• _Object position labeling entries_
---+---

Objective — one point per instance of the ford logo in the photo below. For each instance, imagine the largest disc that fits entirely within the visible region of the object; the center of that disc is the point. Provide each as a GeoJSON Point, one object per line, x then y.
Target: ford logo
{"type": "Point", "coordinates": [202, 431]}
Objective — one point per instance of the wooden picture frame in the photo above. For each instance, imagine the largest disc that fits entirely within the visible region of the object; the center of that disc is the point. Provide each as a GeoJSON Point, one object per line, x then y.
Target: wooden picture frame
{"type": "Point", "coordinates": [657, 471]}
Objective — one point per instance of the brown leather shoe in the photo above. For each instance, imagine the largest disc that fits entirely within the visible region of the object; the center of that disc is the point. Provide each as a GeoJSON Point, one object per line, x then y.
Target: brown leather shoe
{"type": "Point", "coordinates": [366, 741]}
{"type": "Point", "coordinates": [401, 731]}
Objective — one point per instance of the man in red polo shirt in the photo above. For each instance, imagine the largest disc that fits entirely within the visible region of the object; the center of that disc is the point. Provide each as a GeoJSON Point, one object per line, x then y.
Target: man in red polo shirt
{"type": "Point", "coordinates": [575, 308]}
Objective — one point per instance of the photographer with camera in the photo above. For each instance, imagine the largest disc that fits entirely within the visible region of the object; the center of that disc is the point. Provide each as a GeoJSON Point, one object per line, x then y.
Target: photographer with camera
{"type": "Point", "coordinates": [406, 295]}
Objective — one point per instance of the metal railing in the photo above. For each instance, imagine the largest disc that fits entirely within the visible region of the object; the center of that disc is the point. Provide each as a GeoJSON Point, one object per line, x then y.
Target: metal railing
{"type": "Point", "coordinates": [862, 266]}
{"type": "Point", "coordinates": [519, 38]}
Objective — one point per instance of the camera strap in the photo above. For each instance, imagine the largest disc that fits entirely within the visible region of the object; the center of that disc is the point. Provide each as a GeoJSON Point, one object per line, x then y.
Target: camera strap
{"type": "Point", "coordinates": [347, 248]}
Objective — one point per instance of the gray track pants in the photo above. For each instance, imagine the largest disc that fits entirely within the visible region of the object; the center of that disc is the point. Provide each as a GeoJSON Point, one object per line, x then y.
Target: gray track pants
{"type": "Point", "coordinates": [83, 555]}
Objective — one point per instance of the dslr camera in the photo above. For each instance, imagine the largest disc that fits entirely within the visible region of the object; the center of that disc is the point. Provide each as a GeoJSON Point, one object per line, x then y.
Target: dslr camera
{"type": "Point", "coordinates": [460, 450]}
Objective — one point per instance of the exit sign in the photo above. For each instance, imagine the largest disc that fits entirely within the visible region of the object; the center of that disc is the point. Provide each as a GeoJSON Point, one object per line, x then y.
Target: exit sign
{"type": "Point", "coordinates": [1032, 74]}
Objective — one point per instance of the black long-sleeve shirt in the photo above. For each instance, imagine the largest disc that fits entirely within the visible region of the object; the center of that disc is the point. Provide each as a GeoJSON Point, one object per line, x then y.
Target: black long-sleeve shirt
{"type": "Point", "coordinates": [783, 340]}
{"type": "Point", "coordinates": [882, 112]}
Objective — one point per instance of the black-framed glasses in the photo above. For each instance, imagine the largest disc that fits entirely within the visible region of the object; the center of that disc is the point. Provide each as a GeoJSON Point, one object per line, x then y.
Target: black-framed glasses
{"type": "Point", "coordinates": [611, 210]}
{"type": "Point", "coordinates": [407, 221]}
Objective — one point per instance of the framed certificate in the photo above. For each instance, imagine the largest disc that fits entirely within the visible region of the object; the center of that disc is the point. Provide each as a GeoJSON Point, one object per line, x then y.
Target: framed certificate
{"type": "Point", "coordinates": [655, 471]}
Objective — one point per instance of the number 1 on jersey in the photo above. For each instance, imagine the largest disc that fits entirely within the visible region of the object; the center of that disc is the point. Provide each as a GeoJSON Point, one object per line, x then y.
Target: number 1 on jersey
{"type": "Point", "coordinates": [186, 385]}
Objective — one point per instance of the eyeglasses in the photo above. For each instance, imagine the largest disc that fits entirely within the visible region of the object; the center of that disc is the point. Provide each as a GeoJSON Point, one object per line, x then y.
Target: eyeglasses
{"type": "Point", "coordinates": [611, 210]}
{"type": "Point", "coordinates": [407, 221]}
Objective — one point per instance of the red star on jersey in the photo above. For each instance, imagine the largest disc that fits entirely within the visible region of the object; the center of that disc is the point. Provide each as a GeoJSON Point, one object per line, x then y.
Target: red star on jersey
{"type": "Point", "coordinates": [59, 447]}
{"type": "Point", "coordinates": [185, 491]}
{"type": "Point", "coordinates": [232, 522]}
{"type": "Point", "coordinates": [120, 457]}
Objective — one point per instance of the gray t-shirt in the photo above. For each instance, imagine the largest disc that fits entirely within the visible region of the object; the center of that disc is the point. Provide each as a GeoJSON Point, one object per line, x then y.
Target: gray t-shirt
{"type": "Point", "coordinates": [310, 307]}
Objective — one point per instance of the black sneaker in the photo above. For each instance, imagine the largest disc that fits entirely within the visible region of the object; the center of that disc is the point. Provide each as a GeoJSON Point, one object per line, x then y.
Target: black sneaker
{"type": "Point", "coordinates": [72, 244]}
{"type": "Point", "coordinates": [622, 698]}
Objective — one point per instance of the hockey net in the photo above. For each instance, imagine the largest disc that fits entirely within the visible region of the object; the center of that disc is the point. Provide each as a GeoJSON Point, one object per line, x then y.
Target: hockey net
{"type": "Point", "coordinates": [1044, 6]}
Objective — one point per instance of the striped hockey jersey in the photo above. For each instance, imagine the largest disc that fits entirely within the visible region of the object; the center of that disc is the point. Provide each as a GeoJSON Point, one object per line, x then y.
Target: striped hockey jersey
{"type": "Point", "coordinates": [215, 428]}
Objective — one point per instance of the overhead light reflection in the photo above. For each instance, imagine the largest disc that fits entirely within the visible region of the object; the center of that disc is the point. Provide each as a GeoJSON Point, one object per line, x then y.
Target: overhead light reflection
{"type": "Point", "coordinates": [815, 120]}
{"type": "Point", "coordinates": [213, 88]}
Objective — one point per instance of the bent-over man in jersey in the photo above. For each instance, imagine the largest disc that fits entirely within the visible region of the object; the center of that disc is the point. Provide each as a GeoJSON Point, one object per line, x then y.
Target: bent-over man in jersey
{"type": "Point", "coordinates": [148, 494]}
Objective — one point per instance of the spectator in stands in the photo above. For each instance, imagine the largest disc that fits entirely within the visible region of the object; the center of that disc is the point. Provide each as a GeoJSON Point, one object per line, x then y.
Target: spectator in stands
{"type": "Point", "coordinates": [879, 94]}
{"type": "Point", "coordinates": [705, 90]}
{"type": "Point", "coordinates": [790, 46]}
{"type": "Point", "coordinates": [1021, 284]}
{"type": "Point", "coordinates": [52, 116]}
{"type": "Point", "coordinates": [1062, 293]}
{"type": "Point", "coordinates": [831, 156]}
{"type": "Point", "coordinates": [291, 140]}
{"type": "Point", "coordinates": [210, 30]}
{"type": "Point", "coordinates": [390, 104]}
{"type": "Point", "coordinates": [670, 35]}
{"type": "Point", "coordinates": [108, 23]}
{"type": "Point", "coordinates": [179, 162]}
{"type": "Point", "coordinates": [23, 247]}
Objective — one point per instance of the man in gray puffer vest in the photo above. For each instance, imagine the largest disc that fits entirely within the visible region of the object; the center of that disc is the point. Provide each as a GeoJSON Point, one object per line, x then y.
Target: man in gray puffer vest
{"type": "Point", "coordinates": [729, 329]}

---+---

• _Task statement_
Return the lines above exactly, keeping every word.

• _Output below_
Objective — one point per instance of the ford logo in the photo below. For each instance, imagine the largest disc that fits entirely within the visible region of the object; the center of that disc is the point. Provide each as a GeoJSON Point, one object per line, x then y.
Target: ford logo
{"type": "Point", "coordinates": [202, 431]}
Objective — one point per instance of the wooden picture frame in the photo above. For each instance, imagine the largest disc that fits entirely within the visible region of the object; the center of that disc is the point. Provide each as a GeoJSON Point, one object per line, x then y.
Target: wooden picture frame
{"type": "Point", "coordinates": [657, 471]}
Objective — one point per instance of the brown leather shoe in the photo above. For each instance, imagine the largest disc that fits entirely within the visible region of the object; the center of that disc is the point. Provide each as a GeoJSON Point, one object per line, x then y.
Target: brown leather shoe
{"type": "Point", "coordinates": [366, 741]}
{"type": "Point", "coordinates": [401, 731]}
Objective — one point per instance of the man in red polo shirt in the photo above. For each instance, imagine the largest disc that fits entirely within the visible region of the object; the center of that disc is the point. Provide each as a GeoJSON Point, one object per line, x then y.
Target: man in red polo shirt
{"type": "Point", "coordinates": [575, 308]}
Objective — one point per instance of the photographer with camera in the photo above. For each instance, imagine the largest disc that fits entirely within the visible region of the object; the center of that disc is the point. Provide each as a GeoJSON Point, one object per line, x then y.
Target: photographer with camera
{"type": "Point", "coordinates": [406, 295]}
Objective — one point per instance of the metal railing in the photo above. For each instance, imagine the largest disc that fits entirely within the visible region of the object; the center of that disc is the point. Provide each as a GeoJSON Point, one object per line, x then y.
Target: metal railing
{"type": "Point", "coordinates": [862, 266]}
{"type": "Point", "coordinates": [519, 38]}
Objective — one point per instance of the camera strap in the photo above. For each instance, imagine the largest disc that fits entirely within the visible region of the object; the center of that disc is the point. Provide each as a GeoJSON Point, one object per line, x then y.
Target: camera strap
{"type": "Point", "coordinates": [347, 248]}
Objective — one point per instance of the gray track pants in the photo above. For each instance, imagine the largest disc that fits entirely within the visible region of the object; the center of that disc is the point. Provide each as a GeoJSON Point, one object per line, x then y.
Target: gray track pants
{"type": "Point", "coordinates": [83, 555]}
Objective — one point per instance of the dslr camera in the photo above. For each instance, imagine the largest disc that fits entirely within the visible region of the object; the center of that disc is the point. Provide each as a GeoJSON Point, one object per line, x then y.
Target: dslr camera
{"type": "Point", "coordinates": [460, 450]}
Objective — one point per instance of the exit sign in the photo above. For each instance, imagine the largest disc that fits entirely within the visible region of the object; the center of that disc is the point. Provide each as a GeoJSON Point, one object per line, x then y.
Target: exit sign
{"type": "Point", "coordinates": [1032, 74]}
Objective — one point per instance of the black long-sleeve shirt in the photo above. For each instance, imagine the largest disc that fits entirely within the visible region of the object; the center of that disc is the point. Provide each as a GeoJSON Point, one object per line, x then y.
Target: black long-sleeve shirt
{"type": "Point", "coordinates": [783, 340]}
{"type": "Point", "coordinates": [882, 112]}
Objective — one point per instance of the black-framed glasses in the photo above. For each instance, imagine the largest disc that fits entirely within the visible region of the object; the center of that disc is the point. Provide each as a GeoJSON Point, one object per line, x then y.
Target: black-framed glasses
{"type": "Point", "coordinates": [611, 210]}
{"type": "Point", "coordinates": [407, 221]}
Objective — one point per instance of the framed certificate in the photo above. For each instance, imagine the largest disc that fits entirely within the visible region of the object; the center of that disc is the point. Provide each as a GeoJSON Point, one object per line, x then y.
Target: framed certificate
{"type": "Point", "coordinates": [655, 471]}
Objective — one point per instance of the number 1 on jersey in the photo above. For each instance, imagine the largest disc that fits entirely within the visible region of the object; the center of that disc is the point. Provide each as a GeoJSON Point, one object per line, x then y.
Target: number 1 on jersey
{"type": "Point", "coordinates": [186, 385]}
Objective — one point per instance of the eyeglasses in the photo above. For each instance, imagine the largest disc that fits entirely within the visible region of the object; the center of that disc is the point. Provide each as a GeoJSON Point, one object per line, x then y.
Target: eyeglasses
{"type": "Point", "coordinates": [611, 210]}
{"type": "Point", "coordinates": [407, 221]}
Objective — one point per instance of the red star on jersey in the photo above. For each instance, imagine the largest disc that fits entirely within the visible region of the object; the center of that disc is the point. Provide each as a GeoJSON Point, one object per line, x then y.
Target: red star on jersey
{"type": "Point", "coordinates": [59, 447]}
{"type": "Point", "coordinates": [185, 491]}
{"type": "Point", "coordinates": [232, 522]}
{"type": "Point", "coordinates": [120, 457]}
Objective — one point per instance of the gray t-shirt in the photo above. For each instance, imagine the largest disc that fits entirely within the visible region of the object; the center of that disc is the point. Provide each as a GeoJSON Point, one object per line, x then y.
Target: gray t-shirt
{"type": "Point", "coordinates": [310, 307]}
Objective — one point per instance of the black sneaker in the photo above. For each instance, imagine the largest disc that fits entirely within the visible region of the object; the center of that disc is the point. Provide each as a GeoJSON Point, one object per line, x then y.
Target: black sneaker
{"type": "Point", "coordinates": [72, 244]}
{"type": "Point", "coordinates": [622, 698]}
Objective — one point per instance of the hockey net in the photo above. For each instance, imagine the largest disc that fits entirely within the visible region of the object; the center of that disc is the point. Provide each as a GeoJSON Point, one object per line, x then y.
Target: hockey net
{"type": "Point", "coordinates": [1044, 6]}
Objective — one point per instance of the striped hockey jersey in the photo above. For each instance, imagine the largest disc that fits entirely within the visible region of the object; the center of that disc is the point. Provide each as a GeoJSON Point, one object per line, x then y.
Target: striped hockey jersey
{"type": "Point", "coordinates": [215, 428]}
Objective — one point per instance of the overhead light reflection in the photo above. For each instance, imagine the largest disc that fits entirely within the visible region of the object; the center of that disc is the point. Provide each as a GeoJSON Point, one object per line, x then y.
Target: overhead light reflection
{"type": "Point", "coordinates": [815, 120]}
{"type": "Point", "coordinates": [213, 88]}
Objective — one point per instance of the bent-over man in jersey in the photo above. For each instance, imagine the largest disc that fits entirely within the visible region of the object; the center of that disc is the point. Provide each as a GeoJSON Point, one object per line, x then y.
Target: bent-over man in jersey
{"type": "Point", "coordinates": [148, 494]}
Objective — one point per instance of the spectator in stands in the photo above. For each instance, imagine the largest disc that fits entirely within the visible region of the object; the center of that disc is the point. Provide each as a GeoJSON Point, one object per line, x then y.
Target: spectator in stands
{"type": "Point", "coordinates": [879, 94]}
{"type": "Point", "coordinates": [705, 90]}
{"type": "Point", "coordinates": [790, 46]}
{"type": "Point", "coordinates": [1021, 284]}
{"type": "Point", "coordinates": [52, 116]}
{"type": "Point", "coordinates": [1062, 293]}
{"type": "Point", "coordinates": [831, 156]}
{"type": "Point", "coordinates": [291, 140]}
{"type": "Point", "coordinates": [210, 30]}
{"type": "Point", "coordinates": [390, 104]}
{"type": "Point", "coordinates": [670, 35]}
{"type": "Point", "coordinates": [108, 23]}
{"type": "Point", "coordinates": [179, 162]}
{"type": "Point", "coordinates": [23, 247]}
Objective — one point per instance of the man in gray puffer vest in the photo above. For each instance, imagine the largest disc that fits entirely within the visible region of the object; the center of that disc is the point. Provide each as a GeoJSON Point, one object per line, x then y.
Target: man in gray puffer vest
{"type": "Point", "coordinates": [729, 329]}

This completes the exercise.